[IHRE AUFGABEN]:
1 > Nennen Sie alle Tätigkeiten, deren Nachweis sich laut dem Text zur Haftung der Krankenhausleitung durch den Ausdruck einheitlicher Protokolle leichter führen lässt.
2 > Führen Sie den Text zur Haftung der Krankenhausleitung nach seinem letzten Satz weiter.

Unter Einsatz des oben beispielhaft beschriebenen Systems kann durch Ausdruck einheitlicher Protokolle nun der Nachweis von Reinigungen, Aufbereitungen, Wartungen und Reparaturen leichter geführt werden. Auch sind die betreffenden Medizinprodukte eindeutig identifizierbar. Es gibt gar nicht selten bislang in Verfahren Zweifel dahingehend, welches konkrete Gerät tatsächlich im Rahmen einer Behandlung eingesetzt wurde.

Daneben gibt es in der Rechtsprechung eine sich verstärkende Tendenz, Geschäftsführer auch persönlich in Haftung zu nehmen, wenn sie ihren Pflichten nicht hinreichend nachkommen und dadurch Schäden entstehen.

Rechtskonformes Verhalten

In Bezug auf die mögliche persönliche Haftung der Geschäftsleitung ist von Bedeutung, dass die Geschäftsleitung im Krankenhaus – wie in jedem anderen Unternehmen – für den rechtskonformen Betrieb einzustehen hat. Diese Pflicht ergibt sich aus den Paragrafen 43 GmbH-Gesetz (GmbHG) und Paragraf 93 Aktiengesetz (AktG), die die Leitung der jeweiligen Organisationsform dazu verpflichten, das Unternehmen nach Recht und Gesetz zu führen. Daneben gibt es in der Rechtsprechung eine sich verstärkende Tendenz, Geschäftsführer auch persönlich in Haftung zu nehmen, wenn sie ihren Pflichten nicht hinreichend nachkommen und dadurch Schäden entstehen. Formal rechtlich handelt es sich um die Inanspruchnahme des Geschäftsführers durch die von ihm geführte Organisation, denn gegenüber einem geschädigten Dritten wie zum Beispiel einem Patienten, der eine Infektion davongetragen hat, haftet nach deutschem Recht nach wie vor die Organisation bzw. die handelnden Personen, das heißt zum Beispiel die behandelnden Ärzte.

Als eines der Ereignisse mit einem besonders großen Schaden ist der sogenannte Hygiene-Skandal in der Universitätsmedizin Mannheim zu nennen, der im Jahr 2015 bekannt wurde. Mittlerweile wird der ehemalige Geschäftsführer zusätzlich zu seiner Haftstrafe von der Klinik persönlich auf Schadenersatz in Höhe von 15 Millionen Euro verklagt. Entscheidend ist, dass der Haftungsgrund in der Verantwortung für die rechtssichere Unternehmensführung liegt. Es ist dabei klar, dass der Geschäftsführer nicht jeden einzelnen Prozess persönlich verantworten kann.

(Auszüge aus einem Datensatz)
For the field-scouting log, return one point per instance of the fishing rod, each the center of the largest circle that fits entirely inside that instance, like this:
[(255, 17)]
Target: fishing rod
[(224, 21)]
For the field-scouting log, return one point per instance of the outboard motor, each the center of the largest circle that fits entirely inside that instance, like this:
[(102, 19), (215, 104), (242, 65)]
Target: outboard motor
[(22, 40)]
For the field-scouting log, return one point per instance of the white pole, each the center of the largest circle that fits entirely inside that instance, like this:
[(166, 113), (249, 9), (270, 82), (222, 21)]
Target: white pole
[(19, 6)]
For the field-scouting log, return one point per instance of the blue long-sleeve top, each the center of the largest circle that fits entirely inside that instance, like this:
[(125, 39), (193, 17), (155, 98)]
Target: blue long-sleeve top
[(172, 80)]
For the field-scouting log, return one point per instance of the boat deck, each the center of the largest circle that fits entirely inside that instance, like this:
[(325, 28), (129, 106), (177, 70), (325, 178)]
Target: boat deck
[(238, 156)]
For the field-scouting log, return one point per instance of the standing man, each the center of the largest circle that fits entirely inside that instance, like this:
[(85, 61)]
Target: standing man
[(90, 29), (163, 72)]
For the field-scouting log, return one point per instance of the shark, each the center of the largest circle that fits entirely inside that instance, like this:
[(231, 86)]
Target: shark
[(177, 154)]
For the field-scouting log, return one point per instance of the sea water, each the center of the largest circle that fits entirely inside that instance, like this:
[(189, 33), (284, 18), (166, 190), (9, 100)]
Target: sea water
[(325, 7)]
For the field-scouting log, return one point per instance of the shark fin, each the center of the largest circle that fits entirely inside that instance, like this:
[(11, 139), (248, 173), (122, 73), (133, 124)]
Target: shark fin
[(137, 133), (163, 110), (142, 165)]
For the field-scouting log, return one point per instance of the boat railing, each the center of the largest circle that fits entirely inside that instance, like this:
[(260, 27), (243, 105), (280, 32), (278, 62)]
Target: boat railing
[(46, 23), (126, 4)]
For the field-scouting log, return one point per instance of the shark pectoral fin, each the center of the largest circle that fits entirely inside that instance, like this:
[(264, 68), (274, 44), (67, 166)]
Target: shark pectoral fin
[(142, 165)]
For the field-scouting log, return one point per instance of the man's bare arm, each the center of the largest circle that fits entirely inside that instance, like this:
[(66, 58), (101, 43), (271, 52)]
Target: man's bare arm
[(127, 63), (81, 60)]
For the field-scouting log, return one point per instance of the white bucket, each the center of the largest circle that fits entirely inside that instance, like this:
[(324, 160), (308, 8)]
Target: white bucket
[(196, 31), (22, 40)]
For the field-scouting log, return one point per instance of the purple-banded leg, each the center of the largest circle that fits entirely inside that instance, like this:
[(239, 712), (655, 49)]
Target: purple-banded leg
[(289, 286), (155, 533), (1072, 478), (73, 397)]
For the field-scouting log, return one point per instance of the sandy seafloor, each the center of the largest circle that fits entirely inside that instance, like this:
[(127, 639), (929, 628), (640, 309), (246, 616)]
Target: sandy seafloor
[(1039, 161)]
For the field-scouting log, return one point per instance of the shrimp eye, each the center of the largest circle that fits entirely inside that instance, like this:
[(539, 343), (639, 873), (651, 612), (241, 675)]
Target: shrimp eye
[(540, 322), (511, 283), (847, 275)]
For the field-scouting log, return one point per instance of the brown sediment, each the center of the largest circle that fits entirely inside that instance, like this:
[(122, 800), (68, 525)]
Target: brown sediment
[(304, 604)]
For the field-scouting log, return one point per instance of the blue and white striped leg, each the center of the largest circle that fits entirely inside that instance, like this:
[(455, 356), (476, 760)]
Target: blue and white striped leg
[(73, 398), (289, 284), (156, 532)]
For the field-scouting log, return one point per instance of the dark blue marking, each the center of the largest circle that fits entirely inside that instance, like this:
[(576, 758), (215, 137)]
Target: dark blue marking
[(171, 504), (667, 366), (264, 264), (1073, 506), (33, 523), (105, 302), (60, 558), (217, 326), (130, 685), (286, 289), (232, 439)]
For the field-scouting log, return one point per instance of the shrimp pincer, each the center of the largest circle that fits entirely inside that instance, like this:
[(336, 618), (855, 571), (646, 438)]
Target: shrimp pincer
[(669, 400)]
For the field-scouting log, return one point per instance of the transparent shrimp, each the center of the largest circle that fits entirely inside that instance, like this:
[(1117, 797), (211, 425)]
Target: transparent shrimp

[LÖSUNGEN DER AUFGABEN]:
1 > Reinigungen, Aufbereitungen, Wartungen und Reparaturen

2 >
Er kann jedoch dafür Sorge tragen, dass Standards rechtskonformen Verhaltens, zum Beispiel eine Betten- oder Instrumentenaufbereitung nach wissenschaftlichen Methoden fest in seinem Haus implementiert werden. Dafür kann er Mitarbeiter beauftragen, die Standards niederzulegen, umzusetzen, zu überwachen. Die implementierte Struktur muss verlässlich sein und unabhängig von den einzelnen Mitarbeitern funktionieren, in diesem Rahmen muss sich die Geschäftsführung regelmäßig davon überzeugen und diese Prüfung entsprechend dokumentieren, dass die Delegation funktioniert und alle Prozesse grundsätzlich ordnungsgemäß durchgeführt werden. Damit wird er seiner sogenannten Organisationsverantwortung gerecht.

Umsetzung der Organisationsstandards

Durch diese Darlegung wird bereits deutlich, wie automatisierte Prozesse bei der Umsetzung der Organisationsstandards helfen können und wie sich die automatisch erfolgende Dokumentation der einzelnen Schritte als Beleg für die fehlerlose Umsetzung im Krankenhaus eignet. Entscheidend für die Güte der Hygieneautomatisierung ist zum einen die Passgenauigkeit auf die Bedarfe des konkreten Hauses und die Verlässlichkeit der analogen und digitalen Kontrollen, Schulungen von Mitarbeitern, regelmäßige Prüfungen, Updates und Checks im Hinblick auf die Qualität der Ergebnisse. Alle diese Maßnahmen, die überwiegend auch weiterhin analog erfolgen, müssen ebenfalls in geeigneter Weise durchgeführt werden. Es wird also deutlich, dass die oben beschriebenen Anwendungen zu einer erhöhten Verlässlichkeit zum Beispiel von Hygienemaßnahmen beitragen können sowie eine deutlich verbesserte Qualität der Dokumentation erreichen, der Aufwand für die mit der Sicherung der Compliance des Hauses befassten Mitarbeiter dürfte sich insgesamt allerdings nur wenig reduzieren. Schon gar nicht darf sich die Geschäftsleitung nach Implementierung eines solchen Systems zurücklehnen und sich auf die digitale Lösung verlassen.

Dennoch ist die Erhöhung der Sicherheit durch eine verbesserte Qualität sowohl des eigentlichen Arbeitsprozesses als auch dessen Dokumentation ein erhebliches Plus an Absicherung auch gegenüber einer möglichen Haftung.